__Description of the task__
Gather every line in the records below that contains the word "white" and copy each one out in full. Capitalization matters, so count only matches with the same case.

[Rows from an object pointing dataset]

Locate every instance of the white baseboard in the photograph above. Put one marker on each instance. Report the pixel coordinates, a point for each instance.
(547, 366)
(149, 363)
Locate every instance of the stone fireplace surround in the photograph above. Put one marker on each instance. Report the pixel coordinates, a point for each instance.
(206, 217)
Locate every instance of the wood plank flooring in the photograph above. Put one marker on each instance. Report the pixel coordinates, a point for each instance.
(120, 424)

...

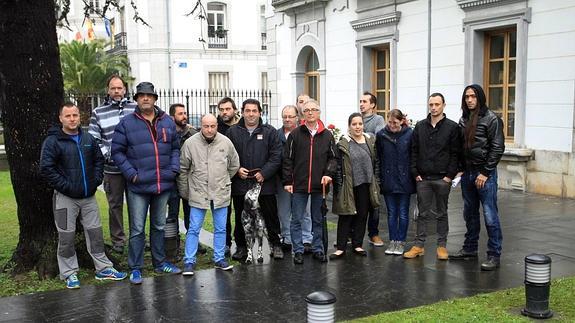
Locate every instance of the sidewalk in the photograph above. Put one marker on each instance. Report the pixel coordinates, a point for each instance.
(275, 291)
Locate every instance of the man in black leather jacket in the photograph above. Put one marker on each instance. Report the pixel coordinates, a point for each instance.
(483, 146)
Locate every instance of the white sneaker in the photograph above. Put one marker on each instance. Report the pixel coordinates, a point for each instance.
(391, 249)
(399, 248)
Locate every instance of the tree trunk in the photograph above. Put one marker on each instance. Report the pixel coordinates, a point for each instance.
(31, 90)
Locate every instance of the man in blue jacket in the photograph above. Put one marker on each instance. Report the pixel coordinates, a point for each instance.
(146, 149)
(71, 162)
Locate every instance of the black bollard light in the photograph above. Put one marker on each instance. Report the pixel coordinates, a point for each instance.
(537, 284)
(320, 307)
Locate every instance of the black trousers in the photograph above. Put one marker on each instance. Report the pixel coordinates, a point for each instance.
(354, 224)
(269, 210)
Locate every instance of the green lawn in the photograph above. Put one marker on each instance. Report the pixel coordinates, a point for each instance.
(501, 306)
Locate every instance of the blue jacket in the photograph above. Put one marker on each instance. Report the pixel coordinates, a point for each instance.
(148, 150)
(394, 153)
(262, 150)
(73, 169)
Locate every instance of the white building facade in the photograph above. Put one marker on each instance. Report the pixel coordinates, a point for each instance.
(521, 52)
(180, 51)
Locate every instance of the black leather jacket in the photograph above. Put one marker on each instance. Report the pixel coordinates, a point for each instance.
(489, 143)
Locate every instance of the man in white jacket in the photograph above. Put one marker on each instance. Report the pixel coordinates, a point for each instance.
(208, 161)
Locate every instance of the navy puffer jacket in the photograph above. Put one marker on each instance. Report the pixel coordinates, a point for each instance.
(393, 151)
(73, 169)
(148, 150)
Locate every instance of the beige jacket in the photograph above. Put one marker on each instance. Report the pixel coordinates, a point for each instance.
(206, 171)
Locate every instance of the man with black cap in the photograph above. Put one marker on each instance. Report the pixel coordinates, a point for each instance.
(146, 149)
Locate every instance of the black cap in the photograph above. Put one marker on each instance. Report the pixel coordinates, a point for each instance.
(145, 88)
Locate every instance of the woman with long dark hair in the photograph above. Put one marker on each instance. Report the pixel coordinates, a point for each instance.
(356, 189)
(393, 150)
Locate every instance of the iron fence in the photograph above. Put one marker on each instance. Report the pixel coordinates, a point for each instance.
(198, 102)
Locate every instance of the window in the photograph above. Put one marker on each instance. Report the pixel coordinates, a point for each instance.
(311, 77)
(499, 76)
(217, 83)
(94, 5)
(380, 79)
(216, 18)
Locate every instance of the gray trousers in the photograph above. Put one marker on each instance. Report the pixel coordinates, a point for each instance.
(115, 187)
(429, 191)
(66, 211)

==

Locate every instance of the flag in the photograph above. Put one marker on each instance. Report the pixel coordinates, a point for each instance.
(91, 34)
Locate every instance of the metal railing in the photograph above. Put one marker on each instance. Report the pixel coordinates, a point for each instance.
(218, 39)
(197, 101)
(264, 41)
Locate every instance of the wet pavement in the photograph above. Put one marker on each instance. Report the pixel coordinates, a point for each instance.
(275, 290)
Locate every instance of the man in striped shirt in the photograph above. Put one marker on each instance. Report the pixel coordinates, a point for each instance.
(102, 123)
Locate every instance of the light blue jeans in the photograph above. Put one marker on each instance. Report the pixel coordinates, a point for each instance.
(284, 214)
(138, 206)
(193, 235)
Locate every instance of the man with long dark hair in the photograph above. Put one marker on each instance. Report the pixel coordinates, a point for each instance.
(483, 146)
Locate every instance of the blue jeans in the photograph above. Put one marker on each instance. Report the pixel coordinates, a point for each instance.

__The reply__
Locate every instance of the white baseboard in the photograph above. Put one marker on each instance. Report the pixel coordinates, a point for each instance.
Locate every instance of the white sneaker in the photograph above. Put one marker on each instance. Report the pixel coordinates, a point for each instance.
Locate every instance of the white building facade in the photograph above. Put one marker on each instance. Report the pixel coordinates, a point for each instance.
Locate every instance of the man in white jacket in the photograph above. Put one marker on each instance. Report the pixel coordinates, a point for each instance.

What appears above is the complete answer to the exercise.